— Selected excerpt —
Two masked gunmen entered St. Patrick Catholic Church in the town of Mohnyin, Myanmar, on Friday morning during services and fired a volley of bullets at the parish priest, Father Paul Hkwi Shane Aung. Aung was hit three times but survived the attack.
An eyewitness said the priest had just finished reading a passage from the Bible when the gunmen stormed in and opened fire.
“They wore black caps and masks. They fired once while entering through the church door, and then again when they reached the center of the church. Then they approached him and fired a third time,” the witness said.
Another witness said the assailants arrived on a motorcycle and used the same means to escape. The gunmen remained at large as of Friday afternoon.
Father Aung, 40, was struck by bullets in his jaw, hand, and thigh. He was evacuated to a hospital in Mohnyin for emergency medical treatment and later transferred to a hospital in the Kachin state capital of Myitkyina.
An activist in Kachin state told Union of Catholic Asian News (UCA News) on Friday that “anti-social elements are fomenting religious and ethnic conflict as the civil war in the military-ruled nation has entered a critical phase.”
The primary conflict in the area is between the ruling military junta and the Kachin Independence Army (KIA), a paramilitary alliance of six local tribes.
The KIA is the most effective and battle-tested group to resist Myanmar’s military government, having captured dozens of military outposts and two major military bases since it launched a major offensive with several allied ethnic militias last October.

— Information provided —
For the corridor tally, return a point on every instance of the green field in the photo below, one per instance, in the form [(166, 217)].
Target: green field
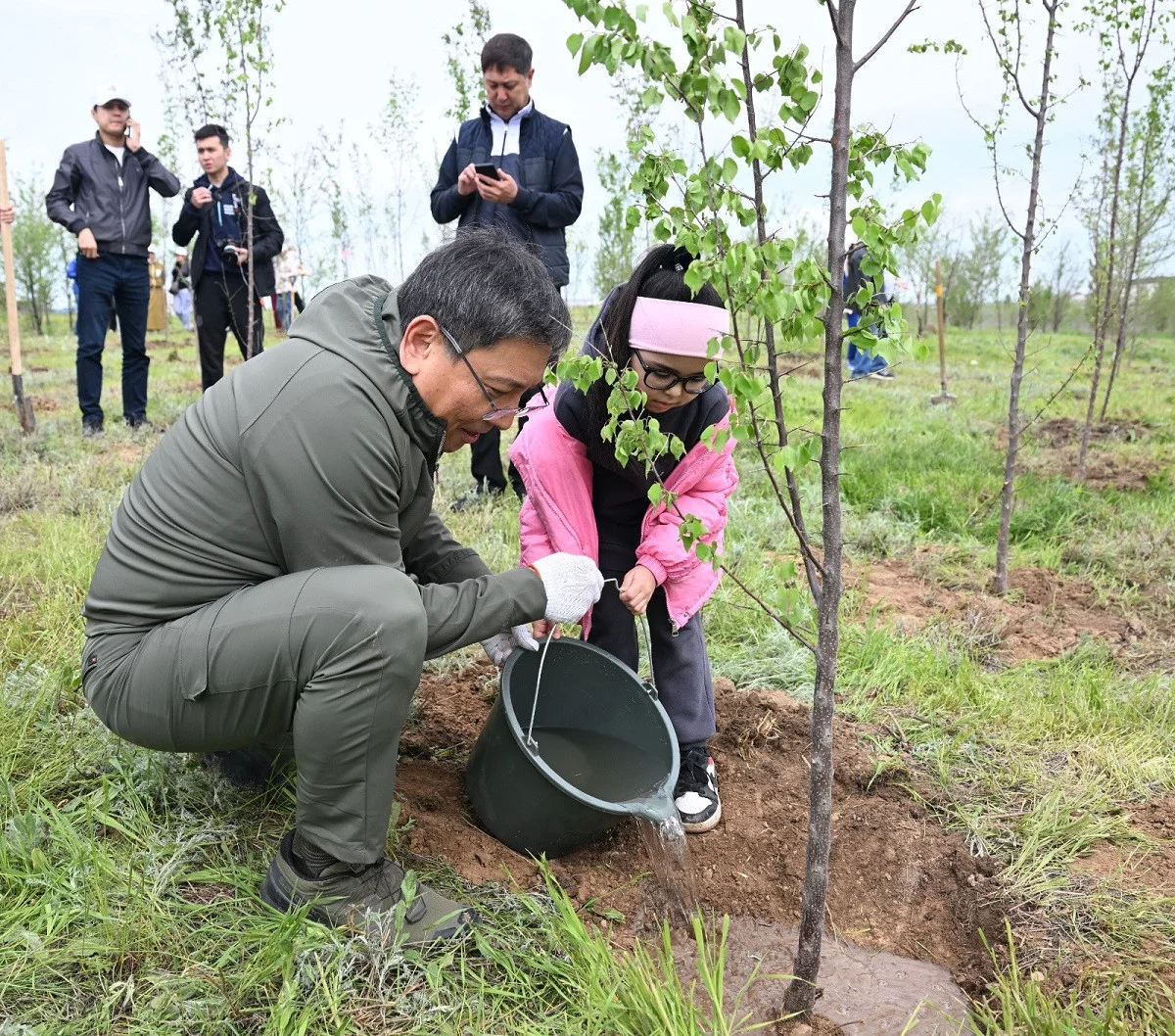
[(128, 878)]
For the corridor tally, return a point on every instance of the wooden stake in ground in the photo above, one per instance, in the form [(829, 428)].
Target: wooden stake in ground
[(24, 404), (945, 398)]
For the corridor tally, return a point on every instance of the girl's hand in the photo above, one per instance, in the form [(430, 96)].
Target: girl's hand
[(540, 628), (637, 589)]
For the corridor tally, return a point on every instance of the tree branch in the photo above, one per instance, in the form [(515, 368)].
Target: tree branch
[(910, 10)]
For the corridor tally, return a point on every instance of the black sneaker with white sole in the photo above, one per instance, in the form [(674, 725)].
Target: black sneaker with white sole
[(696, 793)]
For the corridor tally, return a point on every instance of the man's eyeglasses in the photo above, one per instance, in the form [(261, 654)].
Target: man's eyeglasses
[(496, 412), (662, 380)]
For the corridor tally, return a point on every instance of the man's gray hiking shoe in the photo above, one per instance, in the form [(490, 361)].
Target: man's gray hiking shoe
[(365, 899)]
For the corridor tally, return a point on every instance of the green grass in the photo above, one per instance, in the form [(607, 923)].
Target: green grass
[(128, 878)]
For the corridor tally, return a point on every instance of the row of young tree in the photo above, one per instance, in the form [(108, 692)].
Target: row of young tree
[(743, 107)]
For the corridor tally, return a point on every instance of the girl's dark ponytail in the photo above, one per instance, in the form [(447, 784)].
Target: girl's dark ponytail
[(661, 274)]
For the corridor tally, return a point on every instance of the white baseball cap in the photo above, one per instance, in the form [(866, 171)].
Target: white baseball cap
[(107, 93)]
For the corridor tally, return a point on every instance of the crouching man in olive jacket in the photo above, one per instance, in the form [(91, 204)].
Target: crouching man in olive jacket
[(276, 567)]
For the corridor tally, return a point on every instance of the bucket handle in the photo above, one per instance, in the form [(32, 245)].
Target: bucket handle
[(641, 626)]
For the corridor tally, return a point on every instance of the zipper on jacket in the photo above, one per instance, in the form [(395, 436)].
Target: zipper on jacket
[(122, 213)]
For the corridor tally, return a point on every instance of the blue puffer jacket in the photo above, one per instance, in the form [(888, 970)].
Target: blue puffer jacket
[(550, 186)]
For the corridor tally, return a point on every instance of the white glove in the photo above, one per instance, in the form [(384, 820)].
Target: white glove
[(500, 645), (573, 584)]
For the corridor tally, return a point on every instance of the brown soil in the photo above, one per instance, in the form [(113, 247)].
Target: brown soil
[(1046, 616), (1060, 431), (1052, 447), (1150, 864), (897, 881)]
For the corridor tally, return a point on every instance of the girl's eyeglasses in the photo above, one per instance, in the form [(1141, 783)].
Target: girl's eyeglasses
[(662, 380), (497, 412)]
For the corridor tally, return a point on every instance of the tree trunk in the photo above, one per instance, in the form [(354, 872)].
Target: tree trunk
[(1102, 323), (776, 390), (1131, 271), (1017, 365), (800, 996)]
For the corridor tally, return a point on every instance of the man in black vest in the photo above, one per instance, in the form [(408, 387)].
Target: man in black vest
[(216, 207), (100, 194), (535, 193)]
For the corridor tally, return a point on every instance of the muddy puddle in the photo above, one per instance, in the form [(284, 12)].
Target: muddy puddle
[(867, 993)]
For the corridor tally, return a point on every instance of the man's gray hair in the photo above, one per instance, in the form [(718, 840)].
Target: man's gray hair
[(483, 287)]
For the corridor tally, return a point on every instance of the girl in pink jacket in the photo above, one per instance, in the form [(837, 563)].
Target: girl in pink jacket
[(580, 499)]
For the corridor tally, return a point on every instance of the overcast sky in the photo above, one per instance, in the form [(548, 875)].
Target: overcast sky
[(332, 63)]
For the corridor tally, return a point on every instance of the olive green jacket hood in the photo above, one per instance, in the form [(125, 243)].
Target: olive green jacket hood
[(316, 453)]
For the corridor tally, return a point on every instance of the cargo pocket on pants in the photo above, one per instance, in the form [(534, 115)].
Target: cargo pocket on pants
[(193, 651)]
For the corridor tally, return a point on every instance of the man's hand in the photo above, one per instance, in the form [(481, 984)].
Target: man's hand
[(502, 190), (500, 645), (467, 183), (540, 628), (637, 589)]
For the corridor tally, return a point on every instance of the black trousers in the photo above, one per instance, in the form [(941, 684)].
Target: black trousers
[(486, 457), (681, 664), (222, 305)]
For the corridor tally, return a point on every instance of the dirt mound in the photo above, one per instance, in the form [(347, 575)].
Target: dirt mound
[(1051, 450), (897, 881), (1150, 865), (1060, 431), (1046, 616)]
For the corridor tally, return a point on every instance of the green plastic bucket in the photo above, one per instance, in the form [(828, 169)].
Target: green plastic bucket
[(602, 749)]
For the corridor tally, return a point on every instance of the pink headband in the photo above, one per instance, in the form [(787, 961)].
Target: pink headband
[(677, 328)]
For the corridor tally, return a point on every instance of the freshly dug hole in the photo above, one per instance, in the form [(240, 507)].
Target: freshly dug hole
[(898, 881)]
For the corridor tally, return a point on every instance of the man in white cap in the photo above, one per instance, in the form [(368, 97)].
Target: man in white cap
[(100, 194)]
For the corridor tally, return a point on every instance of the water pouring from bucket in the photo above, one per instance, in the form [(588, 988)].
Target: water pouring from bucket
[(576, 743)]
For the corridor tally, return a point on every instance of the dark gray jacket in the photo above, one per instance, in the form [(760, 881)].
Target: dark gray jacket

==

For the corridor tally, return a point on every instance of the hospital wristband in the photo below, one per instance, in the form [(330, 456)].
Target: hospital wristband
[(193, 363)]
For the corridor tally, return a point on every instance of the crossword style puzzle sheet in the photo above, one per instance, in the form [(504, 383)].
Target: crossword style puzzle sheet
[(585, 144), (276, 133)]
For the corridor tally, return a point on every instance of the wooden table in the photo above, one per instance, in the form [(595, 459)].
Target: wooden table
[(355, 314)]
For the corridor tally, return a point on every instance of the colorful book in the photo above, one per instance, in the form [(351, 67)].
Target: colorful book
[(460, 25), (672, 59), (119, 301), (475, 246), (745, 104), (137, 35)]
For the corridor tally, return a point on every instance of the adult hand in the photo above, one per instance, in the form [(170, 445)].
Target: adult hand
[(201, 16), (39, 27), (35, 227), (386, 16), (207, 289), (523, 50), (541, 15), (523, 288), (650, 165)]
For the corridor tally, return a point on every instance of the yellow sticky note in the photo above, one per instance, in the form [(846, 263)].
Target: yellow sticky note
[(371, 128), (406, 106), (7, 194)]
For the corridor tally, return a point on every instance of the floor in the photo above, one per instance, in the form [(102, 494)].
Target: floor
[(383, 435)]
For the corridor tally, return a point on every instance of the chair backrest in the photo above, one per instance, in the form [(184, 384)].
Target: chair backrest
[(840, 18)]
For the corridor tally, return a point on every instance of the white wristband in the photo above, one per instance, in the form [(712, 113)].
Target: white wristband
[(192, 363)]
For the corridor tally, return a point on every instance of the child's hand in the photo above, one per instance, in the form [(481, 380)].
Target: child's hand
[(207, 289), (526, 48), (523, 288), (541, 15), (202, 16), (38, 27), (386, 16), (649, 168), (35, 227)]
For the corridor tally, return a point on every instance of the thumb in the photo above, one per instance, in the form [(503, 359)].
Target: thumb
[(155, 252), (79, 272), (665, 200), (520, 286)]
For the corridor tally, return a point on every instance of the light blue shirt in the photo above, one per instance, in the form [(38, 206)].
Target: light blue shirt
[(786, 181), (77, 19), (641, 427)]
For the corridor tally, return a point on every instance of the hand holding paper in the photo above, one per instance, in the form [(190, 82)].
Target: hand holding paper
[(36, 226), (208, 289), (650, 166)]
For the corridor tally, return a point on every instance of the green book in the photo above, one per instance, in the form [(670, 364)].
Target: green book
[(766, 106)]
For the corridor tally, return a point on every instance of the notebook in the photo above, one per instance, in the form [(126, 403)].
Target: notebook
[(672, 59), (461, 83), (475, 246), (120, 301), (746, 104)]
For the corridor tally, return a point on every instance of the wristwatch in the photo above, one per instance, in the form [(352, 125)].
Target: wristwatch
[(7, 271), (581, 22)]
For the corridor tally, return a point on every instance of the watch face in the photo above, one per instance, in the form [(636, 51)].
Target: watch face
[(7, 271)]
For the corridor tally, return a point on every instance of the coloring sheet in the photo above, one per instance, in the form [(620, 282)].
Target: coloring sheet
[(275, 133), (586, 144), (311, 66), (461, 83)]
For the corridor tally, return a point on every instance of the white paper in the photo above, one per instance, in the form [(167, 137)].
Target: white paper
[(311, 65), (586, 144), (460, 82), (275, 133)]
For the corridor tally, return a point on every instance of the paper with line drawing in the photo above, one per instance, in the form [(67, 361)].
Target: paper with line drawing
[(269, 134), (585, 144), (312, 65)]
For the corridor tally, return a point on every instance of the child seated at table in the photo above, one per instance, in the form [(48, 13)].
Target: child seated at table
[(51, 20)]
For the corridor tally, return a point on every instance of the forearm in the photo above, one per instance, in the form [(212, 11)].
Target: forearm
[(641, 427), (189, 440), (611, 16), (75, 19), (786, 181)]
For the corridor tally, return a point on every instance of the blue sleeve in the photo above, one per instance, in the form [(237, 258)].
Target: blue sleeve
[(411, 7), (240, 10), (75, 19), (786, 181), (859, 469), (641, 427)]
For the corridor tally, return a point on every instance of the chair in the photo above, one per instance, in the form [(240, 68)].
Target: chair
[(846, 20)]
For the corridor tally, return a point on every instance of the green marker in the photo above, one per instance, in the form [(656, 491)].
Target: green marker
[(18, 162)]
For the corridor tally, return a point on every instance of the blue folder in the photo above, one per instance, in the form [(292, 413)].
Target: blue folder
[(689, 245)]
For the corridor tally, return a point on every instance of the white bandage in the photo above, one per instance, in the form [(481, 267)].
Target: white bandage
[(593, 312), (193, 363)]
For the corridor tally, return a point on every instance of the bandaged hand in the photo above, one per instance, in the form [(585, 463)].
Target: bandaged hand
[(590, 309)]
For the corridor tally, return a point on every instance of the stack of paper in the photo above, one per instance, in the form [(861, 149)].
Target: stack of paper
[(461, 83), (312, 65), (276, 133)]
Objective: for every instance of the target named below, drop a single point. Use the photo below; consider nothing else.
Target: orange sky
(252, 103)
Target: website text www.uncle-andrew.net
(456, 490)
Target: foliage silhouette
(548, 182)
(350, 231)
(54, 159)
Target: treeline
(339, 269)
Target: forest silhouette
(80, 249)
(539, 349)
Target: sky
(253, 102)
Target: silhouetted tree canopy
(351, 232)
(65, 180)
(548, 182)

...

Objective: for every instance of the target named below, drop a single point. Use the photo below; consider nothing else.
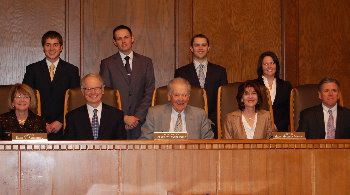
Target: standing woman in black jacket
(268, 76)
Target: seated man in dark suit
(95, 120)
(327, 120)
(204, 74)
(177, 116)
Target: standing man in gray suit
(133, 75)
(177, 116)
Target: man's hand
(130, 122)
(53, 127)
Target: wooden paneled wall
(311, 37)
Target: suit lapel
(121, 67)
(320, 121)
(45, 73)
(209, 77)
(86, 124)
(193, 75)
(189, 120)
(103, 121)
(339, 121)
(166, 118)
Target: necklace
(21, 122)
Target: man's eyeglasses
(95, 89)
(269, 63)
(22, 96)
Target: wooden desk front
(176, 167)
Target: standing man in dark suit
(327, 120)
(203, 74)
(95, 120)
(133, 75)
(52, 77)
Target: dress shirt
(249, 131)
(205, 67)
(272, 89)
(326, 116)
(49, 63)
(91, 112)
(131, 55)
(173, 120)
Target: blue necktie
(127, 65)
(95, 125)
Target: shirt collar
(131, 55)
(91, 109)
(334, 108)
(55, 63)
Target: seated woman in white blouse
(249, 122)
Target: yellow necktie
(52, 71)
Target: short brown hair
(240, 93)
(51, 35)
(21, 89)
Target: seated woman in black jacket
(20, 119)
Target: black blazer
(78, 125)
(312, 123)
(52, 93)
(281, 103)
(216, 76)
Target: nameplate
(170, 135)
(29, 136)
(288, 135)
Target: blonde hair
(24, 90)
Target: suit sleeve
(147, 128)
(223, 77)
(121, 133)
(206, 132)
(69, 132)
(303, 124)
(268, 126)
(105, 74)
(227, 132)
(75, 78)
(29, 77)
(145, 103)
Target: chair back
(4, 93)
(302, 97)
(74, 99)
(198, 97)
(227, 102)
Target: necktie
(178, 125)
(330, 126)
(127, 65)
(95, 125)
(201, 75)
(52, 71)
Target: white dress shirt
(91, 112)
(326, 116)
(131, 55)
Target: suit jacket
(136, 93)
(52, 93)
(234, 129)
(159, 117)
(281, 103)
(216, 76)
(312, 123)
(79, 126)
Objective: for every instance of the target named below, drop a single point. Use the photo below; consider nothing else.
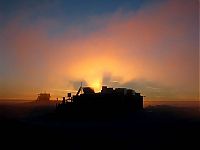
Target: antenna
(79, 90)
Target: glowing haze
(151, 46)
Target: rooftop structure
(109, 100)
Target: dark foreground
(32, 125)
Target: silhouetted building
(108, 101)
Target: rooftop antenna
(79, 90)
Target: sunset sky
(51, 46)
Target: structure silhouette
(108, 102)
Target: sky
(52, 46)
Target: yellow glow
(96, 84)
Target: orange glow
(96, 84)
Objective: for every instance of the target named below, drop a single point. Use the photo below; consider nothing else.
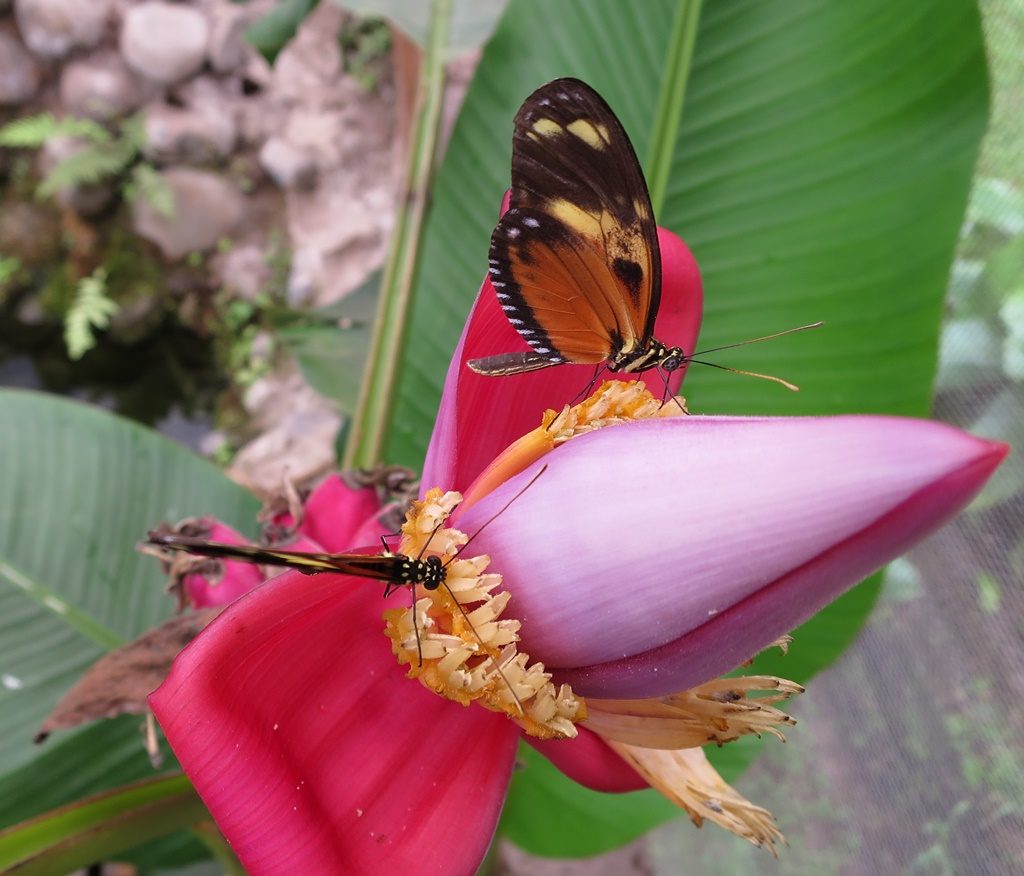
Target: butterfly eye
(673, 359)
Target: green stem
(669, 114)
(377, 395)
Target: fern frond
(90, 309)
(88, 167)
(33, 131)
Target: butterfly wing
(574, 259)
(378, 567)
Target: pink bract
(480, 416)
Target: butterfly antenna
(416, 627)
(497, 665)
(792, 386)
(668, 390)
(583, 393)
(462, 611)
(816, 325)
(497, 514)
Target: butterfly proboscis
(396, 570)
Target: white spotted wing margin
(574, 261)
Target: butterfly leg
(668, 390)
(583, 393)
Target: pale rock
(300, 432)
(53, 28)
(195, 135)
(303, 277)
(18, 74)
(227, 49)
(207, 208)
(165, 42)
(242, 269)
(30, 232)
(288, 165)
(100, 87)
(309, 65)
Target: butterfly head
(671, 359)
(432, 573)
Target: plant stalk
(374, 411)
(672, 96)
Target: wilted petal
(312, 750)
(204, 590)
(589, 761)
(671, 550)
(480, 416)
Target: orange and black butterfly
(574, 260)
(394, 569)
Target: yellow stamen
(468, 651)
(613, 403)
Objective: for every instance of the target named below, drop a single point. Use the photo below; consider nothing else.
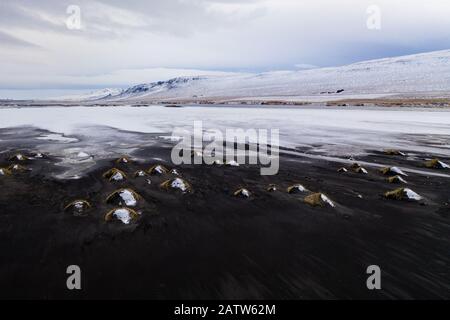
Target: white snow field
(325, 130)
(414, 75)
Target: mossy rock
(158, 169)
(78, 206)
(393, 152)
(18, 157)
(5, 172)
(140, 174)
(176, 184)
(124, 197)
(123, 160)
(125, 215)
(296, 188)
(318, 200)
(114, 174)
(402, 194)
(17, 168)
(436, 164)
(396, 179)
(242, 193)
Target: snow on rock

— Task instructions —
1. Copy the part of the news report above on the shooting of a priest in Mohnyin from "The primary conflict" to "six local tribes.".
2. Translate this sentence from the article about the church attack in Mohnyin into Spanish: "Another witness said the assailants arrived on a motorcycle and used the same means to escape."
3. Pick up the report on the shooting of Father Aung where it stops, and write the next few sentences.

— Responses by item number —
1.
The primary conflict in the area is between the ruling military junta and the Kachin Independence Army (KIA), a paramilitary alliance of six local tribes.

2. Otro testigo dijo que los agresores llegaron en una motocicleta y usaron el mismo medio para escapar.

3.
The junta’s panicked response included some artillery shells that sailed right over the border into China, prompting strong objections from the regime in Beijing.
The junta also appears to be taking out its anger on churches and pastors, since the government is largely composed of ethnic Burmans who practice Buddhism, while many of the rebellious tribes have Christian populations. About a third of the population in Kachin is Christian.
Myanmar has suffered several military coups since it became independent in 1948, and each junta tended to scapegoat Catholics as disloyal.
Other Christians have suffered repression as well. On March 18, a Baptist pastor named Nammye Hkun Jaw Li was gunned down by unknown assailants while working in the computer shop he owned in Kachin state. Li was an outspoken critic of the military government and a protest organizer.
“They shot him in his stomach twice, and when he did not die, they also shot him in the head,” said a source close to Li’s family.